Work instruction A — In the article about the meeting between China's and Taiwan's top cross-strait officials, where did Zhang Zhijun and Andrew Hsia meet?
Work instruction B — Rewrite the passage of the article about the cross-strait meeting starting at "The issue was" and ending at "province awaiting reunification.", replacing "chairman" with "head".
Work instruction C — According to the article about the cross-strait meeting, why does China routinely oppose Taiwan's moves to join international organizations?

Text block —
______

China's top Taiwan affairs official Zhang Zhijun met his Taiwanese counterpart Saturday, with Beijing's rejection of Taipei as a founding member of a China-led regional infrastructure bank a key issue on the agenda.
China last month dashed the island's hopes of becoming a founding member of the Asian Infrastructure Investment Bank (AIIB), though a Chinese foreign ministry spokesman said at the time it could join under an "appropriate name".
The issue was raised as Zhang, director of China's Taiwan affairs office, met Andrew Hsia, chairman of Taiwan's top China policy decision-making body, the Mainland Affairs Council, in Kinmen -- a Taiwan-administered island off China's Xiamen city.
"The mainland side again voiced their welcome to our desires of attending AIIB," the council said in a statement after the meeting.
China and Taiwan split at the end of the civil war in 1949 when the Kuomintang fled the mainland after a defeat at the hands of the Chinese Communist Party. But Beijing still regards the island as a province awaiting reunification.
As a result, China routinely opposes moves by Taiwan to join international organisations, arguing it is not a country.
Earlier this month, the head of Taiwan's ruling Kuomintang party (KMT) Eric Chu said he remained "optimistic" about joining the bank and proposed joining under the name "Chinese Taipei".
Trade agreements, the opening of liaison offices and joint efforts to battle crimes were also discussed during the meeting, which is part of a two day visit by Zhang.
In his opening speech, Hsia hailed the significance of the meeting at Kinmen, which was the scene of a fierce 44-day bombardment by the Chinese army beginning on August 23, 1958, which killed 618 servicemen and civilians and injuring more than 2,600.
- Angry protests -
Zhang's visit was met by angry members from the anti-China Taiwan Solidarity Union (TSU) who waved placards and shouted, "Oppose Hsia-Zhang meeting! Taiwan interests betrayed!"
The demonstration turned violent after a TSU protester hurled a smoke grenade at Zhang's motorcade leading to a confrontation with around 20 China supporters who pushed their way through the police line that separated the two groups, police said.
Five people were injured with four of them hospitalised, police said, adding that one pro-China protester was also arrested.
"Taiwan is a democratic country, any use of violence should be strongly condemned," Hsu Ya-chi of TSU told AFP.
Tensions between Taiwan and China have decreased markedly since 2008 after Ma Ying-jeou of the China-friendly KMT came to power promising to beef up trade and tourism links.
But recently public sentiment in Taiwan has once again turned against closer ties with Beijing, with voters saying trade deals have been agreed in secret and have not benefited ordinary citizens.
In March last year, around 200 students occupied parliament for more than three weeks to demonstrate against a controversial services trade pact, while thousands rallied in support of what became known as the "Sunflower Movement".
The KMT suffered its worst-ever showing in local polls in November -- seen as a barometer for presidential elections in 2016 -- with its Beijing-friendly policy blamed for alienating voters.
Despite the setback, the embattled Ma has repeatedly defended the rapprochement with China, saying it has turned Taiwan Strait, once one of the flash points in Asia, into a peaceful area.

______

Information shown —

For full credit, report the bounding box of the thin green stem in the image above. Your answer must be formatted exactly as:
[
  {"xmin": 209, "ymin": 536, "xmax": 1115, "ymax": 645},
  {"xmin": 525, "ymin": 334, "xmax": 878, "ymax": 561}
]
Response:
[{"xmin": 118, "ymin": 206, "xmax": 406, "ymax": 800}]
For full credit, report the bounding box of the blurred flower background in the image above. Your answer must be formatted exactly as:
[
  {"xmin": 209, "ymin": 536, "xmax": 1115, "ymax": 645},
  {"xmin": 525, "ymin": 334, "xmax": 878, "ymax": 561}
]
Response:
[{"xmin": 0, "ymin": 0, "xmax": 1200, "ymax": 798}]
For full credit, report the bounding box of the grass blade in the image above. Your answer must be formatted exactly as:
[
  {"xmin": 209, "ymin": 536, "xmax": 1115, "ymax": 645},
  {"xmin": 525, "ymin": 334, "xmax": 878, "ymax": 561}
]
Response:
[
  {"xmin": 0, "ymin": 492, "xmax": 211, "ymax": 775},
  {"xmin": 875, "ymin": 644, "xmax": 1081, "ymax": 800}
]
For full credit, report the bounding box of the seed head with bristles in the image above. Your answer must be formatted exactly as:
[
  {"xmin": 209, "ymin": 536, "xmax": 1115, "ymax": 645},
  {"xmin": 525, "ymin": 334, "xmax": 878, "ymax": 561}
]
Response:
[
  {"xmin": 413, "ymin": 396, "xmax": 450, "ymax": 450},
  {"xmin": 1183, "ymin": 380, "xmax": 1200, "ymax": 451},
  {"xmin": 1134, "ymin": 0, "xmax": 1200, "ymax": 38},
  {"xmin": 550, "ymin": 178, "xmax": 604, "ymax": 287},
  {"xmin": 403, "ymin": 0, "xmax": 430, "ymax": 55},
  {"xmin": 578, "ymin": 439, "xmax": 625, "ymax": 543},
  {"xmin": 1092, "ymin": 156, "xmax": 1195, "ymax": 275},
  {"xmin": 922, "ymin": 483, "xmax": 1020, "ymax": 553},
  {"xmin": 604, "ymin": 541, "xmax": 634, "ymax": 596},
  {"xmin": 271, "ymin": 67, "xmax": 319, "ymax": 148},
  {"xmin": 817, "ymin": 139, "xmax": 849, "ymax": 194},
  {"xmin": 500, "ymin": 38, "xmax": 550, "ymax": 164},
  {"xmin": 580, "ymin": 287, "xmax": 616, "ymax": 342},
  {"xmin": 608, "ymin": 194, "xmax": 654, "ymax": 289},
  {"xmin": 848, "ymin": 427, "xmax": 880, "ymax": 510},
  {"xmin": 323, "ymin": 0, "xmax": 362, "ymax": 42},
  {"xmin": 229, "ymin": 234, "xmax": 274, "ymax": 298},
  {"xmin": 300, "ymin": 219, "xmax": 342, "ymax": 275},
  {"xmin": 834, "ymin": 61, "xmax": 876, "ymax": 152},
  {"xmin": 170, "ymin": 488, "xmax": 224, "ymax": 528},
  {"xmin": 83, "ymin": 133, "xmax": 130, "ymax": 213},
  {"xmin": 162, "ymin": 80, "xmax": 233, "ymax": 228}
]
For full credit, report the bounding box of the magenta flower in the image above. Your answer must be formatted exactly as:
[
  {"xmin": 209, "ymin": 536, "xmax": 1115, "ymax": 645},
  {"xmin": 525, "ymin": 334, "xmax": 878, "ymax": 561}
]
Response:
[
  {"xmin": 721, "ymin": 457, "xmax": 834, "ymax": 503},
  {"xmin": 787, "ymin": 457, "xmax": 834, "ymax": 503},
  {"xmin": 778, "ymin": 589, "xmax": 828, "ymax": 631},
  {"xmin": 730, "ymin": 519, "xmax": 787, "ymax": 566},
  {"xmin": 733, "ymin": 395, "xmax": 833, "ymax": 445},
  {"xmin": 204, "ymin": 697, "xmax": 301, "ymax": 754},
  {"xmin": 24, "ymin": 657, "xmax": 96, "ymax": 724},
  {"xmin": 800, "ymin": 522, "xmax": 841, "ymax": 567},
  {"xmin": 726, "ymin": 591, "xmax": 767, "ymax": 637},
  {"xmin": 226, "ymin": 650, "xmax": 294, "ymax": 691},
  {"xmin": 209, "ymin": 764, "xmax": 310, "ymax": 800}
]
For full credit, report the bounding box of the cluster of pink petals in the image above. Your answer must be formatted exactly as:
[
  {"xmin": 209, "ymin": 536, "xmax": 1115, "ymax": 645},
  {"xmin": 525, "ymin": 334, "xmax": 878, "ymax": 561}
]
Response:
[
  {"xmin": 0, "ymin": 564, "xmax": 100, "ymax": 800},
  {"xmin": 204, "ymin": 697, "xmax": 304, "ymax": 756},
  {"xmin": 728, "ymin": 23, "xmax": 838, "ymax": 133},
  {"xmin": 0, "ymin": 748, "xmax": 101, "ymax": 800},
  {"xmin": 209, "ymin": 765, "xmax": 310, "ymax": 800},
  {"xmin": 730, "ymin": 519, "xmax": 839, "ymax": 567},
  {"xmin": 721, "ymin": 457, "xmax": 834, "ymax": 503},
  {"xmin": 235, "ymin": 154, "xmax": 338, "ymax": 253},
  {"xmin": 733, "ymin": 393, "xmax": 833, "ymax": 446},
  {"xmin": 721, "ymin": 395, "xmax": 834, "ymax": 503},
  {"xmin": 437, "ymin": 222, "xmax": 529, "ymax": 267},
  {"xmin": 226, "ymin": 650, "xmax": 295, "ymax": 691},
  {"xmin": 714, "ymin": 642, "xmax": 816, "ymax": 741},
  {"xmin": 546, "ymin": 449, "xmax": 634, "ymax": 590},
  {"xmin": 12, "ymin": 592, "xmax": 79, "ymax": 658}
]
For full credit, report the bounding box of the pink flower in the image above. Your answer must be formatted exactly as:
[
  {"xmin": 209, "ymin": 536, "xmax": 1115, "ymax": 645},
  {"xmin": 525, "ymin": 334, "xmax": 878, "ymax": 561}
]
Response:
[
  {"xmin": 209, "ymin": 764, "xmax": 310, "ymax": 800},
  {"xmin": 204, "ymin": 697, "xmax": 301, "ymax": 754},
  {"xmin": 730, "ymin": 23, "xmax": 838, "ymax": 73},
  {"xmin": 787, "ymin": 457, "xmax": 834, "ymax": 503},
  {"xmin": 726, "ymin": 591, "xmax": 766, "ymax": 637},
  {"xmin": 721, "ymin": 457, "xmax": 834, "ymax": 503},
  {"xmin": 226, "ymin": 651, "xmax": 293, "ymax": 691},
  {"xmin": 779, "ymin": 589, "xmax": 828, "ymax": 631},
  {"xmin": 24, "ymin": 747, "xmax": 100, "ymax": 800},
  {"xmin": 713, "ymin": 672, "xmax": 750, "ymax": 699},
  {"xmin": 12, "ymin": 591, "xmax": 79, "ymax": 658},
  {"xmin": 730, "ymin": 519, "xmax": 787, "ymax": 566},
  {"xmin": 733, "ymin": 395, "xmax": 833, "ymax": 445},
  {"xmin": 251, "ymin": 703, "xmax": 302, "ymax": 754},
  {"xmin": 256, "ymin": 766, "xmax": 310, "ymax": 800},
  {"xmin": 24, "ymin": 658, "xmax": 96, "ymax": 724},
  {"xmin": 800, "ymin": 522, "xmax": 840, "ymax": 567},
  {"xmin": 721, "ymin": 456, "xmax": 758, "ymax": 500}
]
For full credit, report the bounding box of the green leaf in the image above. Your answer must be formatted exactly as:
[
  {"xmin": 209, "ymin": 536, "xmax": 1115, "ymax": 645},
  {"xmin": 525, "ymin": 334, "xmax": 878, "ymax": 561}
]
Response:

______

Expected output A — They met in Kinmen, a Taiwan-administered island off China's Xiamen city.

Expected output B —
The issue was raised as Zhang, director of China's Taiwan affairs office, met Andrew Hsia, head of Taiwan's top China policy decision-making body, the Mainland Affairs Council, in Kinmen -- a Taiwan-administered island off China's Xiamen city.
"The mainland side again voiced their welcome to our desires of attending AIIB," the council said in a statement after the meeting.
China and Taiwan split at the end of the civil war in 1949 when the Kuomintang fled the mainland after a defeat at the hands of the Chinese Communist Party. But Beijing still regards the island as a province awaiting reunification.

Expected output C — Beijing still regards Taiwan as a province awaiting reunification, even though the two split at the end of the civil war in 1949. It therefore argues that Taiwan is not a country.